▸ WHAT YOU ARE ASKED TO DO:
Make an exact copy of every entry, leaving the pictures out.
[[ EXTRACTED MATERIAL open ]]
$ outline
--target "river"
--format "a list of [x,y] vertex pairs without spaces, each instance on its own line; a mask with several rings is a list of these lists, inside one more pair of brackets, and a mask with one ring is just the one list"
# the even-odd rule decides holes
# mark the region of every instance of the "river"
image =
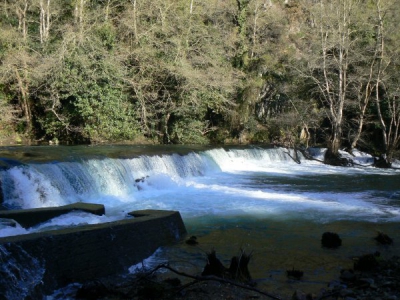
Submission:
[[[180,211],[189,236],[157,251],[162,261],[199,274],[215,249],[228,266],[243,249],[258,288],[289,297],[317,293],[349,268],[357,255],[400,253],[400,170],[376,169],[357,152],[356,167],[315,160],[294,162],[283,148],[182,146],[36,146],[0,148],[6,209],[49,207],[77,201],[104,204],[105,216],[71,213],[35,228],[0,228],[0,236],[81,223],[108,222],[140,209]],[[316,158],[323,150],[314,149]],[[321,235],[340,235],[339,249],[321,247]],[[395,243],[381,246],[378,231]],[[286,270],[304,271],[302,280]],[[52,296],[48,299],[56,299]]]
[[ EXTRACTED MATERIAL closed ]]
▸ ANSWER FOR THE TASK:
$ outline
--target "river"
--format "a list of [x,y] vertex pairs without spaces, each instance on its own line; a mask with several rings is a list of these lists, inside one more pair of brackets, and a mask with one ring is just the one list"
# the even-odd rule decides holes
# mark the region of every instance of the "river"
image =
Submission:
[[[180,211],[189,236],[157,251],[162,261],[199,274],[215,249],[228,266],[243,249],[258,288],[289,297],[317,293],[349,268],[357,255],[400,253],[400,170],[376,169],[357,152],[356,167],[315,160],[294,162],[283,148],[182,146],[36,146],[0,148],[6,209],[49,207],[77,201],[104,204],[105,216],[71,213],[35,228],[0,228],[0,236],[81,223],[108,222],[140,209]],[[316,158],[323,150],[314,149]],[[321,235],[340,235],[339,249],[321,247]],[[395,243],[381,246],[378,231]],[[286,270],[304,271],[302,280]],[[52,296],[48,299],[56,299]]]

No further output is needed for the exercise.